### Your assignment
The line containing "box: [0, 57, 23, 196]" marks the end: restate word for word every line from the first line of the entries below through that one.

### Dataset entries
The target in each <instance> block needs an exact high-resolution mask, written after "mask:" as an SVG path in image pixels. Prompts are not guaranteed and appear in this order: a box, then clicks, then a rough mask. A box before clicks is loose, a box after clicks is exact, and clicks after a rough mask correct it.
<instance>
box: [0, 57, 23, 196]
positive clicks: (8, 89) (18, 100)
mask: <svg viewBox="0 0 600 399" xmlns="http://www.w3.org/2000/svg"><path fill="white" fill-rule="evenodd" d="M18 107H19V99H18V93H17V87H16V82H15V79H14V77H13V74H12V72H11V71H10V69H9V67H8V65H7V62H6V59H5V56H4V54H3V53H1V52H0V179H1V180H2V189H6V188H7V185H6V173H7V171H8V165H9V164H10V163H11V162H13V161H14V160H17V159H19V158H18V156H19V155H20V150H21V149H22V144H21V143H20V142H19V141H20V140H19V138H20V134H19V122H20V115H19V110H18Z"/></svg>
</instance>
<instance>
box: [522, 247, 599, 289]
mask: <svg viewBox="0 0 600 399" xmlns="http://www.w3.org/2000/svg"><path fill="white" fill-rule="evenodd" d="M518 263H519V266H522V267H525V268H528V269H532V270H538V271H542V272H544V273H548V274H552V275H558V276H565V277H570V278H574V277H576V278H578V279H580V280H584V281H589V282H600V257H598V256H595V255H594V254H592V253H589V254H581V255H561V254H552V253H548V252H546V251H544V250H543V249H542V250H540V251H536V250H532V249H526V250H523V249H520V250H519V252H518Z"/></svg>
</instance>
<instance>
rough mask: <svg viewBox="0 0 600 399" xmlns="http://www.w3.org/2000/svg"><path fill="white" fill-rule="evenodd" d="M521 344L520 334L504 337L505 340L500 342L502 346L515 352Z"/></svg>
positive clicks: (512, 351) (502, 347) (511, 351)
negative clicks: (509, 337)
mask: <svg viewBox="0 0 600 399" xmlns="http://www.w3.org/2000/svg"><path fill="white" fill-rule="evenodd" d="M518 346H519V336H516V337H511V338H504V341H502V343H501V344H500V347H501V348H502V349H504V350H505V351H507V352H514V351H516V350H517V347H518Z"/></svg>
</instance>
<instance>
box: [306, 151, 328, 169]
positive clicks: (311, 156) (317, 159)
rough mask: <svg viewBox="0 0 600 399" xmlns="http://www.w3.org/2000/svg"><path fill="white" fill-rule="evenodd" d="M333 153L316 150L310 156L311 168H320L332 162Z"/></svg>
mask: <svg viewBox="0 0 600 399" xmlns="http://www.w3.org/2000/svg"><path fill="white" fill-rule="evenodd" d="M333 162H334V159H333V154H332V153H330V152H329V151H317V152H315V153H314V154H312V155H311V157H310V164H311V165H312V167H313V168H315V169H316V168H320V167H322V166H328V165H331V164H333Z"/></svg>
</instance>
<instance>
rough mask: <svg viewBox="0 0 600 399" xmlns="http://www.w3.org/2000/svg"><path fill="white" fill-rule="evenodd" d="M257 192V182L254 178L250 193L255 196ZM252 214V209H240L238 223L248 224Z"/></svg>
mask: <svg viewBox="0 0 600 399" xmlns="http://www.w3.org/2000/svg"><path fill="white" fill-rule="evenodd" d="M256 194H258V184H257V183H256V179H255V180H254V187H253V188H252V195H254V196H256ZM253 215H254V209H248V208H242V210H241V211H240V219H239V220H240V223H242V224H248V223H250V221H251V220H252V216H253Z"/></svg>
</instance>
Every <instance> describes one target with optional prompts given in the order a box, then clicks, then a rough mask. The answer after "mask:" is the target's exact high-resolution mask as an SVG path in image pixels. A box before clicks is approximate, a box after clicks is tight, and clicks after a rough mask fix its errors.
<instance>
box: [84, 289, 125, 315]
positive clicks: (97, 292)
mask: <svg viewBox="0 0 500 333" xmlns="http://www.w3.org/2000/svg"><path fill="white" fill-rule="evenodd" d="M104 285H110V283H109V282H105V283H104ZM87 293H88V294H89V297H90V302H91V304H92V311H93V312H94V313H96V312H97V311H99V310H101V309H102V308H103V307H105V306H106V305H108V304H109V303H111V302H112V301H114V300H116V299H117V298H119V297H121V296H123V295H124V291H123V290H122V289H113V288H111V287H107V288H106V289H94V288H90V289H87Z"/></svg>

### Solved exercise
The target in each <instance> block needs an exact high-resolution mask, written after "mask:" as an SVG path in image pixels. Prompts are not guaranteed and appear in this order: a box, then clicks, then a rough mask. A box before clicks is loose, a box after clicks is exact, and clicks after a rough mask correct it.
<instance>
box: [0, 57, 23, 196]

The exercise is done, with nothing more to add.